As a rebuttal against the harm done by spanking, this type of annecdotal evidence counts for nothing. I know of a person with Obsessive/Compulsive disorder who tried to kill himself by shooting himself in the head. The shot not only failed to kill him, it seems to have 'cured' his obsessive/compulsive disorder (apparently affecting the right sort of change to the right part of the brain).

Yet, this does not disprove the fact that shooting people in the head is generally harmful.

The unreliability of personal testimony is exactly the type of fact that snake-oil salesmen (e.g., those who sell quack medicine, weight-loss programs, and the like) prey upon. Whatever you do to somebody, you will always find a few who will think they experience some sort of benefit. Then, they use the testimony of those who think they experienced a benefit to lure in others.

It is an entirely unreliable way of determining the facts of the matter. The reliable way is to take two groups of people and examine them over time, and measure the effects.

Those studies show that, after regression analysis removes all other factors that might be relevant -- people who were spanked as children tend to be more violent with others and less happy with themselves.

This leaves a great deal of room for exceptions. There is nothing in this that denies the possibility of the best of those in the "spanked" group ending up better than the average of those in the "not spanked" group. But it does say, if you want to go with the odds, do not spank children.

> Work required: In one to three sentences, explain why the text on spanking calls personal testimony an unreliable way of determining the facts.

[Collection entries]
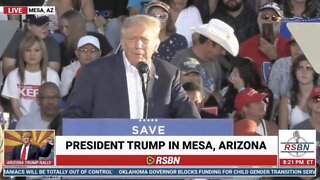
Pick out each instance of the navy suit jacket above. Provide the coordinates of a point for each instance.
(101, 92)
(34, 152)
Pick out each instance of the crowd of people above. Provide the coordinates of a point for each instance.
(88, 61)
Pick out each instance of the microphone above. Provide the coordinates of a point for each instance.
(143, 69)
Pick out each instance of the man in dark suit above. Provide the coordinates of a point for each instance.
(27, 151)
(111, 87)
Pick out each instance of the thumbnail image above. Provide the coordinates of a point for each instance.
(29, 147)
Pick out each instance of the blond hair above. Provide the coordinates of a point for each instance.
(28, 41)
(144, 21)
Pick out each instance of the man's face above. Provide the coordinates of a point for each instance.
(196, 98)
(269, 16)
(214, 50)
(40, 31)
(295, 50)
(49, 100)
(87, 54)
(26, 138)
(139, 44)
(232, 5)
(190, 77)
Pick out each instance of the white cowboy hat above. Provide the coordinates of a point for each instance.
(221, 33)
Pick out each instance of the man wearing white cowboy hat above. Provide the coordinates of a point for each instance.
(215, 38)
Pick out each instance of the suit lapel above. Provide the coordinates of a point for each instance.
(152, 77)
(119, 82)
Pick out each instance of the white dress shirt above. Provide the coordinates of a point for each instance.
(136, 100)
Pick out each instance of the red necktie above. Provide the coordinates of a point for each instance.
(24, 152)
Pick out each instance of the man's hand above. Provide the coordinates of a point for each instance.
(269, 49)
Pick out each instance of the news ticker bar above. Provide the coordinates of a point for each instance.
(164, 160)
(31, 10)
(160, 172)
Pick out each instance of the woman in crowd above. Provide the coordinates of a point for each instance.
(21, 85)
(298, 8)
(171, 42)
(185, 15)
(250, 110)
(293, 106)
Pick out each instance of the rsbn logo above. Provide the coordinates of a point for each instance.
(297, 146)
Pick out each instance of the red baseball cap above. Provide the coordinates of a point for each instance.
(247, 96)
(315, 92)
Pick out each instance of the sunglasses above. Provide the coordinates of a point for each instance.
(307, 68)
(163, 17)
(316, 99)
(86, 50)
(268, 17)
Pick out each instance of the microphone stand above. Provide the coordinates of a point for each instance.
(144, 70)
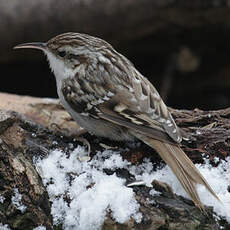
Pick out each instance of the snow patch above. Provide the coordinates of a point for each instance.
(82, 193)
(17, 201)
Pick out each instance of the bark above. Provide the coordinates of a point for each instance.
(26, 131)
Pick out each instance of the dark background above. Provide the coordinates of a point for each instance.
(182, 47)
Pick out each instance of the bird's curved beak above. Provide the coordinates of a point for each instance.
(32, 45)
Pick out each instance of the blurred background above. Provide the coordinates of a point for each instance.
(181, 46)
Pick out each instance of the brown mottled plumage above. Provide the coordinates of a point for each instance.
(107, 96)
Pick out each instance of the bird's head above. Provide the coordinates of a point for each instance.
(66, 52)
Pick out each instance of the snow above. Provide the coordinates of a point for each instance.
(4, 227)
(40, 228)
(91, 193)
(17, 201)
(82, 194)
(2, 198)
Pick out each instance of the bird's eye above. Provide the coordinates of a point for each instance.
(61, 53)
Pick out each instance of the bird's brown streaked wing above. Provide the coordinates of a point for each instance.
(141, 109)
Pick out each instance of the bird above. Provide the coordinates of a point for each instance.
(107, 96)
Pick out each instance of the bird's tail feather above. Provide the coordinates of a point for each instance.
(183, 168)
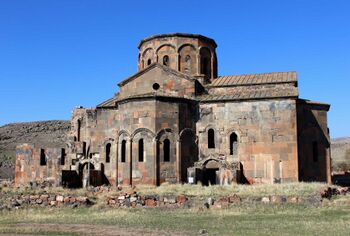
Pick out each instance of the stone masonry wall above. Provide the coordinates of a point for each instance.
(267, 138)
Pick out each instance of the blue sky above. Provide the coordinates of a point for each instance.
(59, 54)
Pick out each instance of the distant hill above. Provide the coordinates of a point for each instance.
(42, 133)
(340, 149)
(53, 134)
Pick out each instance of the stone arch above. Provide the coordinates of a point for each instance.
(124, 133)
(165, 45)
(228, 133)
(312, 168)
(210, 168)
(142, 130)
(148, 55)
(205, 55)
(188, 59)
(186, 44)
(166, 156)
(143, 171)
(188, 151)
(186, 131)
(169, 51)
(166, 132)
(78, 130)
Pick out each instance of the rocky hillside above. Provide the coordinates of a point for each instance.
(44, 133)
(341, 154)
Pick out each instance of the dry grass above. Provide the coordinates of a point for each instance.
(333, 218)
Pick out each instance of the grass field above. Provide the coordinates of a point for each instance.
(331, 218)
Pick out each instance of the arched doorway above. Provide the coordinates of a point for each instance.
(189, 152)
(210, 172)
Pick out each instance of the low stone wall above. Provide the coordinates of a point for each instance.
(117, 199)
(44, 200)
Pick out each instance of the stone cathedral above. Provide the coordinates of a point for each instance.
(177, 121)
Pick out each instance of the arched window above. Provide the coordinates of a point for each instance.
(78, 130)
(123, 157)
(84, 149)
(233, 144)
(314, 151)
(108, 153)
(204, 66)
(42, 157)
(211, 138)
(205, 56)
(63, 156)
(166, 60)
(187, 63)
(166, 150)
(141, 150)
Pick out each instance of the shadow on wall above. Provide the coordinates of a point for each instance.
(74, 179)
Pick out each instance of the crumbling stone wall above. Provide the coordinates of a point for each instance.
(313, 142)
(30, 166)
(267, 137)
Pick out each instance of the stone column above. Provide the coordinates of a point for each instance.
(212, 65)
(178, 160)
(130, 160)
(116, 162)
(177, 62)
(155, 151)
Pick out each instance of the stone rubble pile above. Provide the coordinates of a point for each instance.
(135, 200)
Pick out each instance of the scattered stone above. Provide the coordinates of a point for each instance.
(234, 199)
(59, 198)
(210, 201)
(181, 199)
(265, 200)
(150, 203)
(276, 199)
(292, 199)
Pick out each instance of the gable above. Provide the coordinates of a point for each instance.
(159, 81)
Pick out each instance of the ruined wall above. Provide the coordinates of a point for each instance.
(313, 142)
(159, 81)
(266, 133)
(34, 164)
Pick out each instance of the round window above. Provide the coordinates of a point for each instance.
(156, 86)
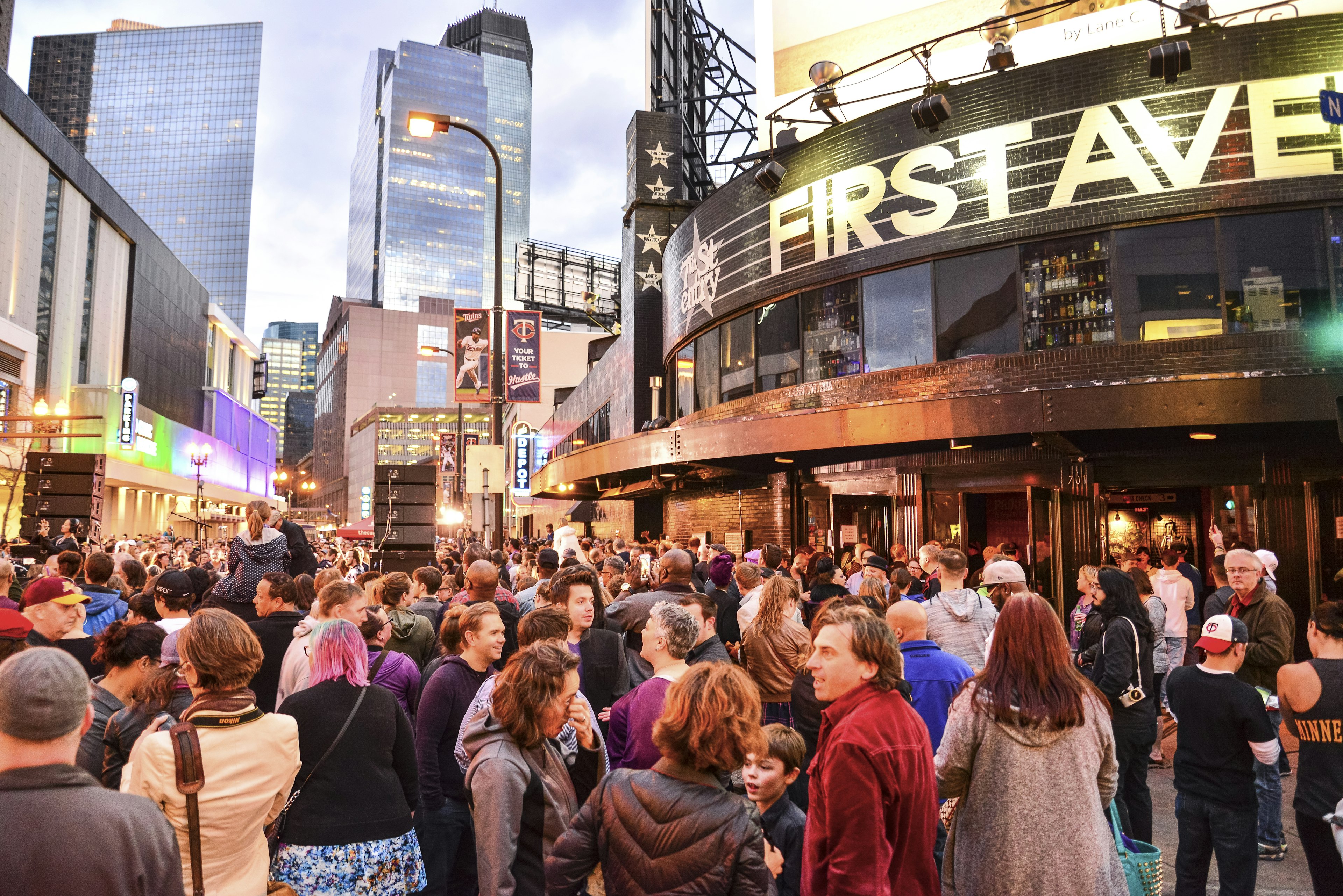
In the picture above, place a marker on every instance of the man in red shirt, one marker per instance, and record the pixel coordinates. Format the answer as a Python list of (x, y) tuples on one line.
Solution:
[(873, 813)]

--

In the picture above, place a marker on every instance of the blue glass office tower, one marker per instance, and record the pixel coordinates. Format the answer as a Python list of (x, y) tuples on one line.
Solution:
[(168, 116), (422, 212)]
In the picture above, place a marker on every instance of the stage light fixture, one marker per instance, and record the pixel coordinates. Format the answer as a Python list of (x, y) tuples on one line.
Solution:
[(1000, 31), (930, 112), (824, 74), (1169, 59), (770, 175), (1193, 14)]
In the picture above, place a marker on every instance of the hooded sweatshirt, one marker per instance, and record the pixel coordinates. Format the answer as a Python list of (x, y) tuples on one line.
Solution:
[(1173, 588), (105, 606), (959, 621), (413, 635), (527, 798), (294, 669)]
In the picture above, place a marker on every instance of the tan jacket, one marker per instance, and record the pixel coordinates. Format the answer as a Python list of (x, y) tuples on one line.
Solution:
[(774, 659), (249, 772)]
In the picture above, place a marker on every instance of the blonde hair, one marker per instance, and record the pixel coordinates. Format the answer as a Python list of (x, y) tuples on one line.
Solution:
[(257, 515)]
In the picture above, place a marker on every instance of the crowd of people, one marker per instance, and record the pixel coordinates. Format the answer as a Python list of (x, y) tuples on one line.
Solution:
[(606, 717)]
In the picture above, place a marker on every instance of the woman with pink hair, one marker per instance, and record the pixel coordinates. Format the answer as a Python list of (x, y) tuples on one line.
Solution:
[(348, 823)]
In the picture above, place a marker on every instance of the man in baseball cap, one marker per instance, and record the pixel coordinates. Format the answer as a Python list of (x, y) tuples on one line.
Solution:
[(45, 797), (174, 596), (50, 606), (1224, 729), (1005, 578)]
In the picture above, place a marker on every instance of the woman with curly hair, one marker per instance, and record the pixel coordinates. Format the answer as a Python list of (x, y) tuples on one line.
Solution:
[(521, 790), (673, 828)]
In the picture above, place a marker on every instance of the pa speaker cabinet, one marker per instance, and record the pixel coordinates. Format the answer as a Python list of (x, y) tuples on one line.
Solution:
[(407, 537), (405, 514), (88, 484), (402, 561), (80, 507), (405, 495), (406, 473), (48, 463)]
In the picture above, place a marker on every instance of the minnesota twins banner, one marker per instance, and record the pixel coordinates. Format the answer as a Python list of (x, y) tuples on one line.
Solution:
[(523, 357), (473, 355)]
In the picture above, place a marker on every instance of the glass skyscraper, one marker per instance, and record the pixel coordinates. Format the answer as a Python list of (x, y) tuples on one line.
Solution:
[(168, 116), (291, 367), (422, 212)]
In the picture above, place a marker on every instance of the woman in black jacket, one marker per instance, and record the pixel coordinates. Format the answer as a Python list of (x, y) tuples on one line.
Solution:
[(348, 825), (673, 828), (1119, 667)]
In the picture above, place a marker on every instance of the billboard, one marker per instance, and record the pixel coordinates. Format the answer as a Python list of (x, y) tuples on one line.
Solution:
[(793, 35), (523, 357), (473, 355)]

> Answer to the problem: Whatever is done to people, a few will always think they experienced some benefit. Snake-oil salesmen then use the testimony of those few to lure in others.